• **Exercise aim**
Read the lines below. Copy out any that hold the string "keyboard".

Dataset records
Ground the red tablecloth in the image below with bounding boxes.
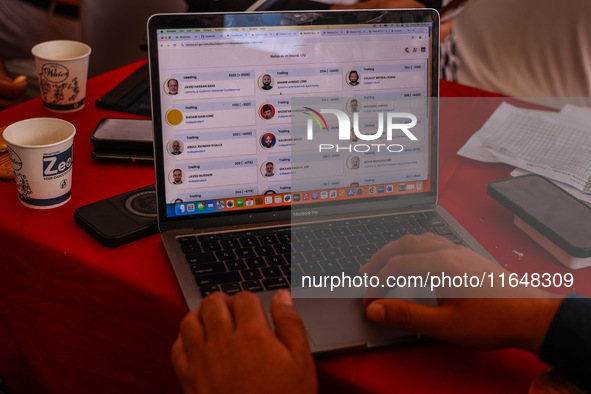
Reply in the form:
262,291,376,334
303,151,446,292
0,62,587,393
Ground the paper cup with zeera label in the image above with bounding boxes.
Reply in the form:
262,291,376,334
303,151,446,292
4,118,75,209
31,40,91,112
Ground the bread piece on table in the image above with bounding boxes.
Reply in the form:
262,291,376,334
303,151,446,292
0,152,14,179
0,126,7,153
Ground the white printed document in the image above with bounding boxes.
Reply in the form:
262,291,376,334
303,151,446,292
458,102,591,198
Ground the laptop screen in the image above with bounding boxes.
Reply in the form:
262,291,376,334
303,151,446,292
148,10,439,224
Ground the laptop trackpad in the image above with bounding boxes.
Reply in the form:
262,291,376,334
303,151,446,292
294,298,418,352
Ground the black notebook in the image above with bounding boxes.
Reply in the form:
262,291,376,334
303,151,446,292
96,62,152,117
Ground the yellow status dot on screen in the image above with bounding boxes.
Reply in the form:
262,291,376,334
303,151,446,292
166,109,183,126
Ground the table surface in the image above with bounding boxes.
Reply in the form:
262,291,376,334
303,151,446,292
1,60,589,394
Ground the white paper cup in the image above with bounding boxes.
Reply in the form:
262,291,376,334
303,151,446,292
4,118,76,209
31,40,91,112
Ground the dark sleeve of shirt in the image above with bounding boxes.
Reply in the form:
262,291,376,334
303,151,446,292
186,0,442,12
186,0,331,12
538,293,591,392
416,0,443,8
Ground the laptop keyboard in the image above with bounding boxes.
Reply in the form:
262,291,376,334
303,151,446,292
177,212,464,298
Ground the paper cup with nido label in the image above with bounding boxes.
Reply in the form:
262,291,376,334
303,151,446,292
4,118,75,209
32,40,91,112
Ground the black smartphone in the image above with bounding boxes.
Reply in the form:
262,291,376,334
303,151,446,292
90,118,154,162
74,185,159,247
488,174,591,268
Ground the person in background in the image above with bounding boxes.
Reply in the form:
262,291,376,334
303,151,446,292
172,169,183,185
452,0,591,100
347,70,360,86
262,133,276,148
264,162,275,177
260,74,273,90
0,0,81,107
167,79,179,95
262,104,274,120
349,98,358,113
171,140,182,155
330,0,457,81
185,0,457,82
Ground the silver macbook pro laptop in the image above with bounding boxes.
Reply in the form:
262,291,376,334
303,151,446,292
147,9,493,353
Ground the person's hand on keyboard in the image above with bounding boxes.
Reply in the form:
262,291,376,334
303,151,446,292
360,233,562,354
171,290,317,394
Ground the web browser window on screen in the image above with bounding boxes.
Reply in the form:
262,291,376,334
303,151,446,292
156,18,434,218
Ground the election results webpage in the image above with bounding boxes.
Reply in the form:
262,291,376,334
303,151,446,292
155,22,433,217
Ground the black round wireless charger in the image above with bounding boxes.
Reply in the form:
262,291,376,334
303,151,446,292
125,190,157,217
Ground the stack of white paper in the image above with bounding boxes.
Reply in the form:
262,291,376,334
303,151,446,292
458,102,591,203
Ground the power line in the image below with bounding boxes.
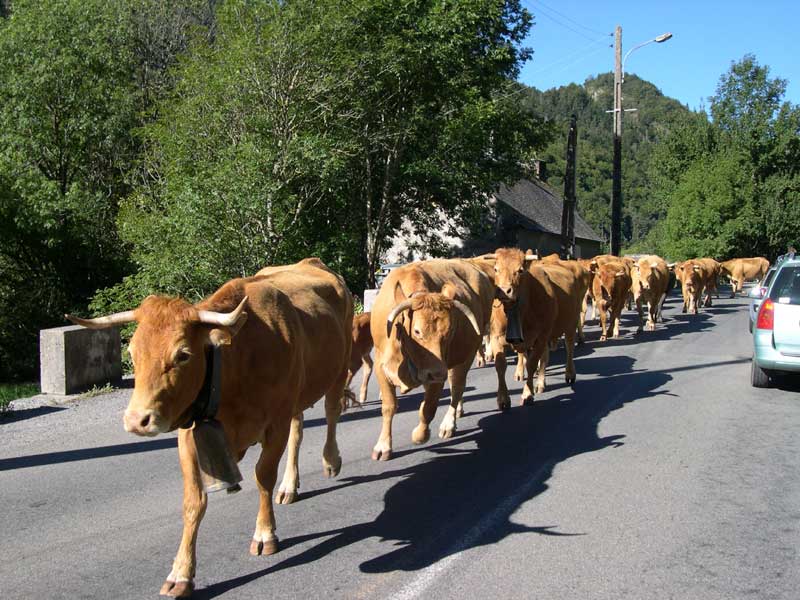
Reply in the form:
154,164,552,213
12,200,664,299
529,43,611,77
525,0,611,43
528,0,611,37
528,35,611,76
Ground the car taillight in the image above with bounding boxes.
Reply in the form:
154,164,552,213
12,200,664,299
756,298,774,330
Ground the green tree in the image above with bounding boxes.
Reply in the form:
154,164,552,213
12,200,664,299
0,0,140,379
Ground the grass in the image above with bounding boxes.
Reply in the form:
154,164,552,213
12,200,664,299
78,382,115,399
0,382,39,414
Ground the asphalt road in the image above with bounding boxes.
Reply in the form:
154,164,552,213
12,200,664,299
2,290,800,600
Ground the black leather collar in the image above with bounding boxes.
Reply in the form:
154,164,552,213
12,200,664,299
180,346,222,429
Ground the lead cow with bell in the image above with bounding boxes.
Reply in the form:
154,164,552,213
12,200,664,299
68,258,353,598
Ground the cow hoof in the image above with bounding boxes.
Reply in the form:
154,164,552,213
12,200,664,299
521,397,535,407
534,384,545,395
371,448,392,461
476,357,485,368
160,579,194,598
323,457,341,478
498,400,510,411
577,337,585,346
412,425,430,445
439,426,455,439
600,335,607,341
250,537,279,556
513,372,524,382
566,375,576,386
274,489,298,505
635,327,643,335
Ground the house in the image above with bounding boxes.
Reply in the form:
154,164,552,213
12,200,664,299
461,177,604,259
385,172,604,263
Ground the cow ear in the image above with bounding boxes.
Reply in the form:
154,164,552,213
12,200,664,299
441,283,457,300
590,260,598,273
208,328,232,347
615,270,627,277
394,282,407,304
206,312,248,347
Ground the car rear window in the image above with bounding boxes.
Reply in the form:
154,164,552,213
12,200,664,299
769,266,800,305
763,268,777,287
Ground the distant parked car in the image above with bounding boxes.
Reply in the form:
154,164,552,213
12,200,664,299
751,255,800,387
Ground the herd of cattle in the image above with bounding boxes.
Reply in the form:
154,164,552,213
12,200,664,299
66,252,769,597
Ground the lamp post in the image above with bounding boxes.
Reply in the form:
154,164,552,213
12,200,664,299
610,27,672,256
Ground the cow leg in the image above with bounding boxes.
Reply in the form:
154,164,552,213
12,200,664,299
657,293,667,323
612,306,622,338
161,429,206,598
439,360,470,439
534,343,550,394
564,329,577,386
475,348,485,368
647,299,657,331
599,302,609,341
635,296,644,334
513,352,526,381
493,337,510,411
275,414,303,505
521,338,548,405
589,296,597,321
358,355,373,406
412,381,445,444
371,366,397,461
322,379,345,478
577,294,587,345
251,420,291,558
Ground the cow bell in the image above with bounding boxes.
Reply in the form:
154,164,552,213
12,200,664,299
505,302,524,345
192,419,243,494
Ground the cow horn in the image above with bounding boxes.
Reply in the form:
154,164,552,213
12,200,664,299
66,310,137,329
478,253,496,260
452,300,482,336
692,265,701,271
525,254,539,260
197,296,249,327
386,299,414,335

--

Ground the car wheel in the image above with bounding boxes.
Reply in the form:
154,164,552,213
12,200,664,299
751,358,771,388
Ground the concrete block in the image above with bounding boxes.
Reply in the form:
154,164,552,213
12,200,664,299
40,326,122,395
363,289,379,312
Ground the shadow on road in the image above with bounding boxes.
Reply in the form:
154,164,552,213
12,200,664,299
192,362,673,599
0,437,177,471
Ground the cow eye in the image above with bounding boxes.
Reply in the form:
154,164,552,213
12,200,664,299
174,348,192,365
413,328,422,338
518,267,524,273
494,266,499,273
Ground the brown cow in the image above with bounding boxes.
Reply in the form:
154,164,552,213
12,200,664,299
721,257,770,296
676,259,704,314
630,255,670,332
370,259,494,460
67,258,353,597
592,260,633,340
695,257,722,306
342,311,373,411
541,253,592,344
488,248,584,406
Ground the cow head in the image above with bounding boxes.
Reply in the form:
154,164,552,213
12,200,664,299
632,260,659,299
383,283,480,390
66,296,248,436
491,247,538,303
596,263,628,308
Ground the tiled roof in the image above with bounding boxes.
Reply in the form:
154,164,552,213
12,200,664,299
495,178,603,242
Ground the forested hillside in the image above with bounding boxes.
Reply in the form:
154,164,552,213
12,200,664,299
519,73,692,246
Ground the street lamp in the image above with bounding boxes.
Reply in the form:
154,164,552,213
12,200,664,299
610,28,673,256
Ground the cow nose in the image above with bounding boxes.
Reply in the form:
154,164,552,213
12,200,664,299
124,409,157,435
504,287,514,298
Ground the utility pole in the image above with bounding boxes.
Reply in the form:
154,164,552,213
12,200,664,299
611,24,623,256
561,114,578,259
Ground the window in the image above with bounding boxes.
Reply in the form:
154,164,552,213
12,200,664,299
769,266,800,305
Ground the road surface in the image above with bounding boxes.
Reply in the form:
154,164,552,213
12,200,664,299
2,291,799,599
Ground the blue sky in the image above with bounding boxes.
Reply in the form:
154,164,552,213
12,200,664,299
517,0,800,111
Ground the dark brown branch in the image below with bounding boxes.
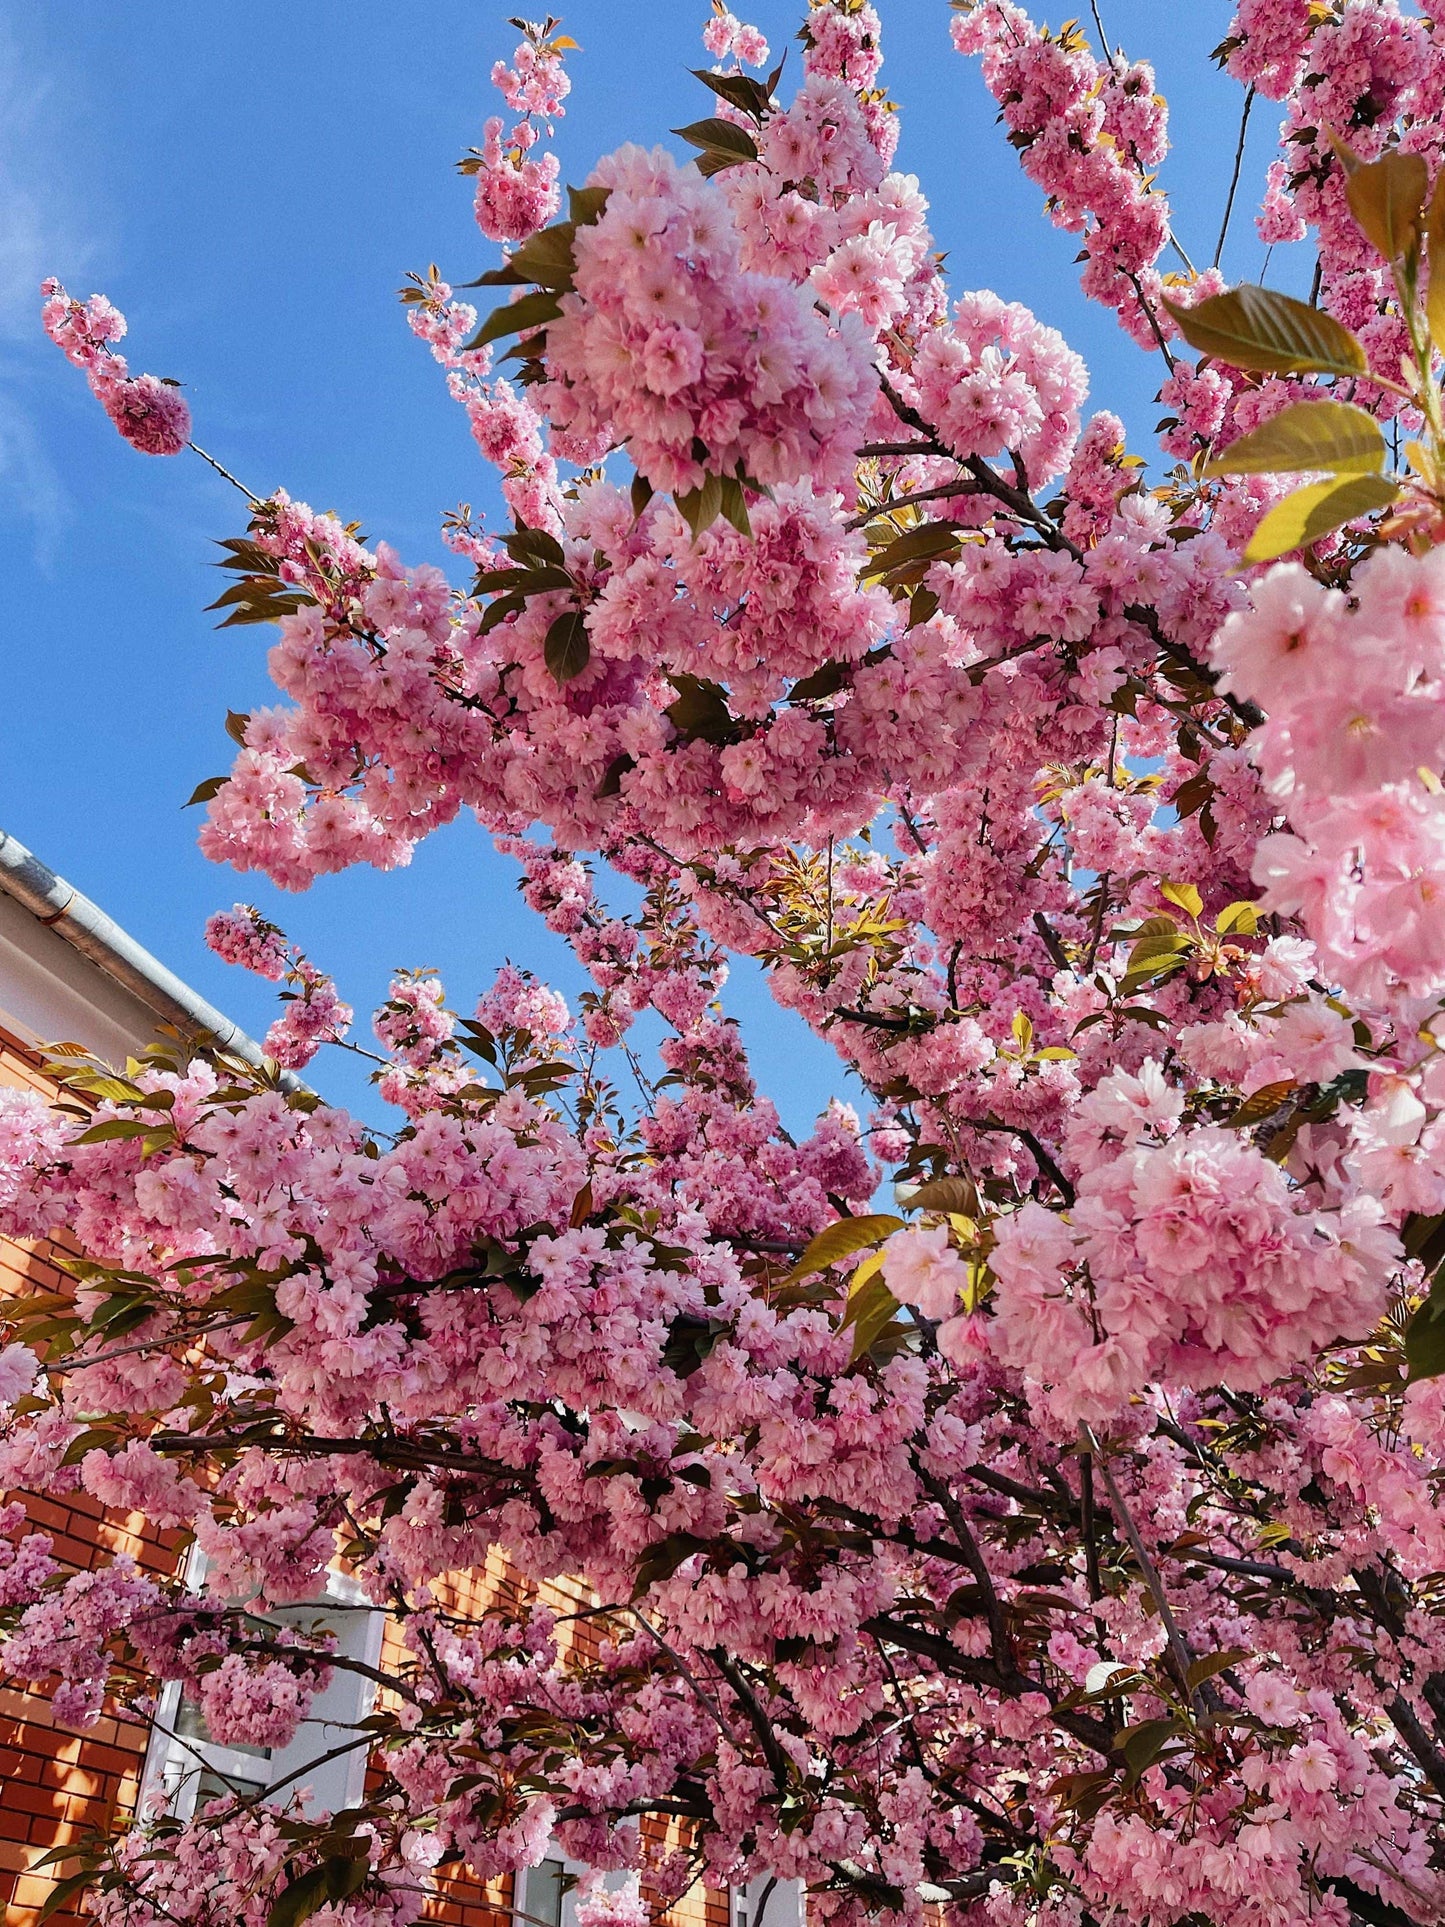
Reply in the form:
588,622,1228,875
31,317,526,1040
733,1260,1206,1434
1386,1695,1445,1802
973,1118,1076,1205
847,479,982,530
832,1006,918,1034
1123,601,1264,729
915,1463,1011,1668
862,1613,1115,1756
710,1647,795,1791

• **Answer area**
Ground the laptop keyboard in the image above with bounding boxes.
Ground the person's hand on keyboard in the image above with bounding boxes.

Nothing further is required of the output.